-- START OF DATASET EXCERPTS --

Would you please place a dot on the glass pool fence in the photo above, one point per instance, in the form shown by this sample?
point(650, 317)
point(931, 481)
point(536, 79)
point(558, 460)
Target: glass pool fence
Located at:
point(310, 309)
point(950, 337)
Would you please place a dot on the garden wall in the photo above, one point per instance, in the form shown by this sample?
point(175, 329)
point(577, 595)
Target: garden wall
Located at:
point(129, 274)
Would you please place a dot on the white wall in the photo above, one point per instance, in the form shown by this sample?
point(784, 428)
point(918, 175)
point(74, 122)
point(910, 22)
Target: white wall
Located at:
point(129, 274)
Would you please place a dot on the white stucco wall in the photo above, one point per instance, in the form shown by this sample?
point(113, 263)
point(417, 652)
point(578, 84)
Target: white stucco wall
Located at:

-- END OF DATASET EXCERPTS --

» AIM OF THE TASK
Copy out the data above in full, swapping each "Located at" for "Found at" and leaving everything else as it is.

» RESULT OF THE TASK
Would you please place a dot on the glass pool fence in the photo above, one point per instance, in the form shown by this sample?
point(650, 317)
point(931, 481)
point(536, 79)
point(558, 460)
Target: glass pool fence
Found at:
point(310, 309)
point(950, 337)
Would you please place a dot on the garden wall in the photo above, one point per instance, in the form shown by this sample?
point(175, 329)
point(577, 595)
Target: garden wall
Found at:
point(129, 274)
Would you please place a dot on the white wall in the photo above, one point per instance, in the form shown by this sample?
point(784, 428)
point(918, 175)
point(74, 122)
point(910, 22)
Target: white wall
Found at:
point(129, 274)
Would you please place a dot on the white stucco wall in the photo above, one point per instance, in the form shown by this sample?
point(113, 263)
point(417, 652)
point(578, 84)
Target: white stucco wall
Found at:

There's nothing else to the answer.